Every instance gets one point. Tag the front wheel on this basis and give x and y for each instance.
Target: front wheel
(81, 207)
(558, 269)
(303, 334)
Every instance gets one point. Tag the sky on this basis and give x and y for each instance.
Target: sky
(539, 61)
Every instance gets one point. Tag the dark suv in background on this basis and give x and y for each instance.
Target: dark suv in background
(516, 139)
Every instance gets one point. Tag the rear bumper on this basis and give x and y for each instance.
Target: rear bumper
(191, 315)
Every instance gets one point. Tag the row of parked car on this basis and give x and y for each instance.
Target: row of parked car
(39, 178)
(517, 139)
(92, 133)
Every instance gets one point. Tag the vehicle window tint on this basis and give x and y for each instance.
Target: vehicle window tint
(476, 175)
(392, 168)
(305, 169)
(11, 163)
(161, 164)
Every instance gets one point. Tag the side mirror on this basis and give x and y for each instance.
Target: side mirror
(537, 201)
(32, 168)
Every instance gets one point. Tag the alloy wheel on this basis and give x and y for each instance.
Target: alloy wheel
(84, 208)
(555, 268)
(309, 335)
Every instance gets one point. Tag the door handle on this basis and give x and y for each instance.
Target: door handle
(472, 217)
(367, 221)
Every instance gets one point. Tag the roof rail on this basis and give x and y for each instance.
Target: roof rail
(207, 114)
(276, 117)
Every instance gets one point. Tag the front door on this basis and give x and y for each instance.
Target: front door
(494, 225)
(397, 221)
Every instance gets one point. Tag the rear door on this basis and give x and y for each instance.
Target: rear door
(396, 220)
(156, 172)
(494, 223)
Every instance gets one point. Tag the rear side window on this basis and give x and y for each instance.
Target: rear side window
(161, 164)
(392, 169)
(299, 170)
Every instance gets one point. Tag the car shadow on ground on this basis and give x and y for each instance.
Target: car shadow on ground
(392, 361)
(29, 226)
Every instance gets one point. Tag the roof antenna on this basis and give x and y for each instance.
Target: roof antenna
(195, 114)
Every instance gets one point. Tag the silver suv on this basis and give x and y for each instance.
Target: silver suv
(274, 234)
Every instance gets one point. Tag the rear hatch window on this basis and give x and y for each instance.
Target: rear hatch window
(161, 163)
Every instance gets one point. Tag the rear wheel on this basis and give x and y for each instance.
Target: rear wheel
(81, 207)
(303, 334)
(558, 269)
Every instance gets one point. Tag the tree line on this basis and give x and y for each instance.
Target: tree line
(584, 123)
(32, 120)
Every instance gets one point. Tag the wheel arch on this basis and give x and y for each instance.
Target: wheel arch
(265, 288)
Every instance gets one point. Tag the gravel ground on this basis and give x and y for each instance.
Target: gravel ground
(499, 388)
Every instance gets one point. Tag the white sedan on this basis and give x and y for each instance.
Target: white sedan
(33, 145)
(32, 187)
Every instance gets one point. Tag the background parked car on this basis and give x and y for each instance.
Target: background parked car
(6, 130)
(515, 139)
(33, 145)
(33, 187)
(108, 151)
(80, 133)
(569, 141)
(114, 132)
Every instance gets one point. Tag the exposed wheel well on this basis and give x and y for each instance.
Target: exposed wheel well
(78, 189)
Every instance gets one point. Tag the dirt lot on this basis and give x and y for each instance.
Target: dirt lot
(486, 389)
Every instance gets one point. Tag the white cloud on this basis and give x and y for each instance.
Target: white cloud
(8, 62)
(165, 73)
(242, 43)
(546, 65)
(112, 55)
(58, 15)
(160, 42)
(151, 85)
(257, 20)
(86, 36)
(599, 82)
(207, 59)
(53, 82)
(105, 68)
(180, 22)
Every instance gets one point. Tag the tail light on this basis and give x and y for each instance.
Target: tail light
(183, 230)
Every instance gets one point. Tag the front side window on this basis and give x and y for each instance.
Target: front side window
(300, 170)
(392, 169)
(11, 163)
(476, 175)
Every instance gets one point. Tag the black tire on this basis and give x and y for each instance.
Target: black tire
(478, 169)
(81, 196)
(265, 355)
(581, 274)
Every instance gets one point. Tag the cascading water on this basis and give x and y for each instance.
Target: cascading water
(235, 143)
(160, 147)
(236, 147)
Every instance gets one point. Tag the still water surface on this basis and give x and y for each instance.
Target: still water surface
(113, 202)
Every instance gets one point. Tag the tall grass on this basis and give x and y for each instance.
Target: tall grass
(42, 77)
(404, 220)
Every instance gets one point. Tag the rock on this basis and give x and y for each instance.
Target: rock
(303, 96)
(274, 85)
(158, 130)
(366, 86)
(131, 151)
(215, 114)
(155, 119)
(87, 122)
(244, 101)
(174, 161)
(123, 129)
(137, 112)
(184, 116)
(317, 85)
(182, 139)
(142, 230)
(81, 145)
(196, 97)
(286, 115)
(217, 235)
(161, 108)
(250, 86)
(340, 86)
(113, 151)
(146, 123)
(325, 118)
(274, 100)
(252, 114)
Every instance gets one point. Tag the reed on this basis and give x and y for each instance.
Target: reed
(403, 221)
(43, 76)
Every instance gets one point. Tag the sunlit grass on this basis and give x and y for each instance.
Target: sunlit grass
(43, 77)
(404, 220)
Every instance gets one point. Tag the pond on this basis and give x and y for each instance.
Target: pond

+ + + + + + +

Rescale the lines from the one containing "Every instance gets one point. Tag the reed" through the end of the items, inclusive. Write those lines out again with their requests, and multiply every coordinate in the answers by 1.1, rounding to whole numbers with halves rounded up.

Every instance gets one point. Tag the reed on this basis and give x and y for each instance.
Target: reed
(443, 243)
(47, 84)
Every instance gets one point. Tag the sunlit grass on this basis and give x and y for each instance.
Target: sunlit grass
(47, 85)
(444, 242)
Every instance gets one point. Tag the pond on this basis and give x and y for each instance.
Target: pond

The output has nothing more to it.